• _WHAT NEEDS TO BE DONE_:
All of the lines below should be copied word for word.

Natural language region descriptions
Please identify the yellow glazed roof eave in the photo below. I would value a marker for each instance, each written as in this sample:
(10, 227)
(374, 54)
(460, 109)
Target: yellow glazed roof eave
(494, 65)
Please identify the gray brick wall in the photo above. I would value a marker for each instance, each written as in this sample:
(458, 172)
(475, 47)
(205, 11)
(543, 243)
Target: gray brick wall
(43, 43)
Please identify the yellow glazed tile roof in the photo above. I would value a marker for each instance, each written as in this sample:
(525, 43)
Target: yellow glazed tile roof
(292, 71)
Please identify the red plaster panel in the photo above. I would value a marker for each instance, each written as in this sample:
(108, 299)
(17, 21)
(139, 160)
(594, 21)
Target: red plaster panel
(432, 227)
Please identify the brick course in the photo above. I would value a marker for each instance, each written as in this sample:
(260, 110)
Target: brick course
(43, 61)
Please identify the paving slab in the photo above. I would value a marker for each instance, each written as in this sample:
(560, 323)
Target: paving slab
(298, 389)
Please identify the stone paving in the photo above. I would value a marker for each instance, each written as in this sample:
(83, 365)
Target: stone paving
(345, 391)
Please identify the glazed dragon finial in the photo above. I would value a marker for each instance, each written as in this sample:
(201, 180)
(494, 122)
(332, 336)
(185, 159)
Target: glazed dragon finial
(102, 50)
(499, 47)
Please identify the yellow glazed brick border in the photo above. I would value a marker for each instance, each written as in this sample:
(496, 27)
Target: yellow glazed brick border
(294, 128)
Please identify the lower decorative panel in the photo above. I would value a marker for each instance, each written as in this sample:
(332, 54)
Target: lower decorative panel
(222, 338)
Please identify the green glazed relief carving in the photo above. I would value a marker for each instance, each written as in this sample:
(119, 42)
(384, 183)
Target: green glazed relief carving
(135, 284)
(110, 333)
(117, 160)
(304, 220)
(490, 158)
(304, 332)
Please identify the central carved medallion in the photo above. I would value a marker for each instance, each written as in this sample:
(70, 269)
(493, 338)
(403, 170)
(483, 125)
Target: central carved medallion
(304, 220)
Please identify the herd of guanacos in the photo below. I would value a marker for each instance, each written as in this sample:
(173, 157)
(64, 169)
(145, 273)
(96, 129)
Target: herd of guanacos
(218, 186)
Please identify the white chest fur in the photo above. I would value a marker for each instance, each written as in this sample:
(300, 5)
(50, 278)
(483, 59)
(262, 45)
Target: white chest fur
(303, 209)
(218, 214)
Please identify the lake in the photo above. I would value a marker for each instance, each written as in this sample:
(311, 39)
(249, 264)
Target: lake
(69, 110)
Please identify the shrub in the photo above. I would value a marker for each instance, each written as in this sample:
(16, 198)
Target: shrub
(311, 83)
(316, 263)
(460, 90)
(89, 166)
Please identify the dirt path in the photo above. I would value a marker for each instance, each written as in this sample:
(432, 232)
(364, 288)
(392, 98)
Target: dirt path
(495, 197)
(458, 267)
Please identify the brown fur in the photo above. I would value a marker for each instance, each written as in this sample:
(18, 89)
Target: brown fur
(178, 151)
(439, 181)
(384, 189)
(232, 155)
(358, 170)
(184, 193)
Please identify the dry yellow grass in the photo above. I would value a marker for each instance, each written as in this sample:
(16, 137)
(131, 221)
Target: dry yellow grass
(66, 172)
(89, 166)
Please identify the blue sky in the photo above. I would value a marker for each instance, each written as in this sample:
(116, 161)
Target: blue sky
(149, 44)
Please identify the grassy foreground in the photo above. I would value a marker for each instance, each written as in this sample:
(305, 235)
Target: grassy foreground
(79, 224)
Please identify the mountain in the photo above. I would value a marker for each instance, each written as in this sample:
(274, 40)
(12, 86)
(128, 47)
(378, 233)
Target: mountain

• _TASK SOLUTION_:
Please identify the yellow glazed roof eave in the photo below. I would value a marker for each instance, each written as in this sample:
(10, 227)
(374, 54)
(460, 109)
Target: yellow glazed roof eave
(494, 65)
Please identify the gray brick wall in the photo above. I would value a marker for each instance, each written as in this sample:
(458, 172)
(475, 47)
(205, 11)
(543, 243)
Target: gray brick wall
(43, 43)
Please identify the yellow glazed tile roof in the photo above. I would value a marker for each instance, each written as in this sample:
(525, 43)
Target: yellow glazed tile roof
(292, 71)
Please identify the red plaster panel in the photo above. I would value a marker for each instance, each written as in this sample:
(108, 299)
(17, 21)
(139, 160)
(594, 21)
Target: red plaster panel
(432, 227)
Please identify the brick course in the photo above. I would value a marker for each instance, each written as in this sample:
(260, 110)
Target: brick course
(43, 61)
Please identify the paving slab in the photo above. I would value a marker for each instance, each written as in this sample:
(560, 323)
Target: paving slab
(298, 389)
Please identify the stone paving in the photo above. I would value a marker for each instance, each written as in this sample:
(83, 365)
Target: stone paving
(345, 391)
Please identify the glazed dragon finial in the photo above. I would value a marker for each instance, each written as in this sample:
(201, 180)
(494, 122)
(332, 336)
(185, 159)
Target: glazed dragon finial
(102, 50)
(499, 47)
Please identify the yellow glazed brick border in the photo above. I would value a marker for each instance, each written as in this sample:
(496, 27)
Target: yellow glazed brick border
(294, 128)
Please identify the lower decorative panel in the photo above. I would value a marker for each instance, each written as in this sample:
(332, 54)
Target: lower decorative panel
(222, 338)
Please identify the green glazed relief carving in the photo above. I would value a marker for each instance, each written as in this sample:
(119, 42)
(384, 183)
Target: green glazed relief carving
(135, 284)
(110, 333)
(117, 160)
(304, 220)
(490, 158)
(304, 332)
Please identify the central carved medallion in the photo above. I would value a marker for each instance, each written as in this sample:
(70, 269)
(493, 338)
(403, 170)
(483, 125)
Target: central carved medallion
(304, 220)
Please identify the herd of guanacos in the photo below. I would value a marker for each instance, each written as in this sample:
(173, 157)
(64, 169)
(145, 273)
(96, 129)
Target: herd of guanacos
(218, 186)
Please identify the white chest fur in the photo above. I would value a marker for each instance, each written as in this sample:
(300, 5)
(50, 278)
(483, 59)
(262, 45)
Target: white chest fur
(303, 209)
(218, 214)
Please identify the lake in the photo above. I would value a marker for each instance, each written as in this sample:
(311, 39)
(249, 264)
Target: lake
(69, 110)
Please identify the shrub in the photo above. I would value a marker for each instance, each written as in this sample:
(16, 198)
Target: shrub
(311, 83)
(316, 263)
(460, 90)
(89, 166)
Please identify the dirt path in the photo above. I would value a marker for each instance, each written as in this sample:
(432, 232)
(364, 288)
(392, 98)
Target: dirt path
(495, 197)
(458, 267)
Please identify the brown fur in the photo above. I would value a marker for each instance, each written as in this sample:
(18, 89)
Target: brown fur
(178, 151)
(439, 181)
(384, 189)
(232, 155)
(358, 170)
(184, 193)
Please identify the dry yellow grass in the photo above. I would value a marker for each instance, each written as in this sample:
(16, 137)
(131, 221)
Target: dry yellow grass
(66, 172)
(89, 166)
Please identify the blue sky in the photo above. I would value a marker for each instance, each written as in this sample:
(116, 161)
Target: blue sky
(149, 44)
Please identify the grassy foreground in the photo above. I would value a marker for each instance, each written as in this sample:
(305, 235)
Target: grassy foreground
(79, 224)
Please identify the mountain in the photo above. I would value a marker for each instance, each written as in this sample:
(274, 40)
(12, 86)
(128, 47)
(378, 233)
Target: mountain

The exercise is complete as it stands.